WHAT YOU ARE ASKED TO DO >> Recast every line of all the entries below as a Markdown table with the columns Row and Line, numbering the lines in order and leaving out blank lines. Omit the pictures from the table.

SOURCE RECORDS >>
* * * * * * *

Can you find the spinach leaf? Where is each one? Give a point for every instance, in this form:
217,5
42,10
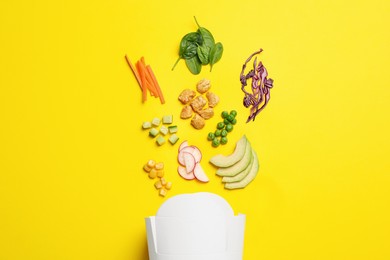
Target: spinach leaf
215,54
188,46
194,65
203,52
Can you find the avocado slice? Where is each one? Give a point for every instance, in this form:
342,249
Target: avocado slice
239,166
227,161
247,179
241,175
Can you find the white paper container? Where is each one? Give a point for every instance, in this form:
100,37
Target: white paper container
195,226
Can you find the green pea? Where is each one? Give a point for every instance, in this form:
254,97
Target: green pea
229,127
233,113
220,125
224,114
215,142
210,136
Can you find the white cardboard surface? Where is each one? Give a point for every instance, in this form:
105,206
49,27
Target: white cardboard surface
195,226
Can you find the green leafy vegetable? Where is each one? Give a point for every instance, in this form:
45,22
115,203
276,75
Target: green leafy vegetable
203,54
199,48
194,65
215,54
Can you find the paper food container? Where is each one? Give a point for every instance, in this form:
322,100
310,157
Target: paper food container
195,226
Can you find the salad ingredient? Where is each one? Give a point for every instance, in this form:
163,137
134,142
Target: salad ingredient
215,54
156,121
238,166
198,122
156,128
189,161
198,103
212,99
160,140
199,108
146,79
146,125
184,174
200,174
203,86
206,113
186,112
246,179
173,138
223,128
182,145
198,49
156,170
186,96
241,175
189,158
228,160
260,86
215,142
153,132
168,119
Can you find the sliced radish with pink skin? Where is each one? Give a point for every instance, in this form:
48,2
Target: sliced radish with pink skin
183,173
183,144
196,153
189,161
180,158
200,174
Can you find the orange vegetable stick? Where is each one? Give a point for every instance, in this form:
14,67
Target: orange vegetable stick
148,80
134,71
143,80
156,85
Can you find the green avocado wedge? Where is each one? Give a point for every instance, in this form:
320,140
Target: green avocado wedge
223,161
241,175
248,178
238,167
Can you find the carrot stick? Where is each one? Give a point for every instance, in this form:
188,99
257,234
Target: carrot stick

* * * * * * *

REPLY >>
| Row | Line |
|---|---|
| 1 | Can you find the spinach leaf? Where is each one? Give a point for every instance, in this form: |
| 2 | 217,5 |
| 3 | 42,10 |
| 4 | Target: spinach leaf |
| 5 | 215,54 |
| 6 | 188,46 |
| 7 | 194,65 |
| 8 | 203,52 |
| 9 | Can you find the avocado slice? Where is each one? Give a point for every instance, in this form: |
| 10 | 342,249 |
| 11 | Target: avocado slice |
| 12 | 239,166 |
| 13 | 227,161 |
| 14 | 247,179 |
| 15 | 241,175 |
| 16 | Can you find the white paper container? Where is each one? Give a point for every instance, in this form: |
| 17 | 100,37 |
| 18 | Target: white paper container |
| 19 | 195,226 |
| 20 | Can you find the green pea? Where is each one? Give a point for every instance, in this form: |
| 21 | 254,97 |
| 22 | Target: green pea |
| 23 | 229,127 |
| 24 | 233,113 |
| 25 | 220,125 |
| 26 | 224,114 |
| 27 | 215,142 |
| 28 | 210,136 |
| 29 | Can you find the white cardboard surface? Where is each one? Give a point for every instance, in this form: |
| 30 | 105,206 |
| 31 | 49,27 |
| 32 | Target: white cardboard surface |
| 33 | 195,226 |
| 34 | Can you find the green leafy vegetable? Where is each one? Give a point for every instance, in this form: |
| 35 | 45,22 |
| 36 | 115,203 |
| 37 | 276,75 |
| 38 | Target: green leafy vegetable |
| 39 | 203,54 |
| 40 | 199,48 |
| 41 | 194,65 |
| 42 | 215,54 |
| 43 | Can you find the paper food container? Where is each one? Give a point for every instance, in this form: |
| 44 | 322,100 |
| 45 | 310,157 |
| 46 | Target: paper food container |
| 47 | 195,226 |
| 48 | Can you find the salad ingredient? Where is each one? Give a point for every instance, in this form: |
| 49 | 163,137 |
| 50 | 134,142 |
| 51 | Target: salad ingredient |
| 52 | 215,54 |
| 53 | 156,121 |
| 54 | 238,166 |
| 55 | 198,122 |
| 56 | 156,128 |
| 57 | 189,161 |
| 58 | 198,103 |
| 59 | 212,99 |
| 60 | 160,140 |
| 61 | 199,108 |
| 62 | 146,79 |
| 63 | 146,125 |
| 64 | 184,174 |
| 65 | 200,174 |
| 66 | 203,86 |
| 67 | 206,113 |
| 68 | 186,112 |
| 69 | 246,179 |
| 70 | 173,138 |
| 71 | 223,128 |
| 72 | 182,145 |
| 73 | 198,49 |
| 74 | 156,170 |
| 75 | 186,96 |
| 76 | 241,175 |
| 77 | 189,158 |
| 78 | 228,160 |
| 79 | 260,86 |
| 80 | 215,142 |
| 81 | 153,132 |
| 82 | 168,119 |
| 83 | Can you find the sliced radish with pink skin? Where is each one? Give a point for every instance, in this form: |
| 84 | 48,2 |
| 85 | Target: sliced radish with pink skin |
| 86 | 183,173 |
| 87 | 183,144 |
| 88 | 196,153 |
| 89 | 189,161 |
| 90 | 180,158 |
| 91 | 200,174 |
| 92 | Can you find the orange vegetable stick? Where is each one? Give a point for every instance, in this form: |
| 93 | 14,67 |
| 94 | Target: orange vegetable stick |
| 95 | 148,80 |
| 96 | 134,71 |
| 97 | 143,80 |
| 98 | 156,85 |
| 99 | Can you find the green avocado wedge? Where is each one? Give a point for every instance, in this form: |
| 100 | 320,140 |
| 101 | Target: green avocado wedge |
| 102 | 223,161 |
| 103 | 241,175 |
| 104 | 248,178 |
| 105 | 238,167 |
| 106 | Can you find the carrot stick? Where is each one? Give a point for every instance, in this form: |
| 107 | 188,99 |
| 108 | 257,234 |
| 109 | Target: carrot stick |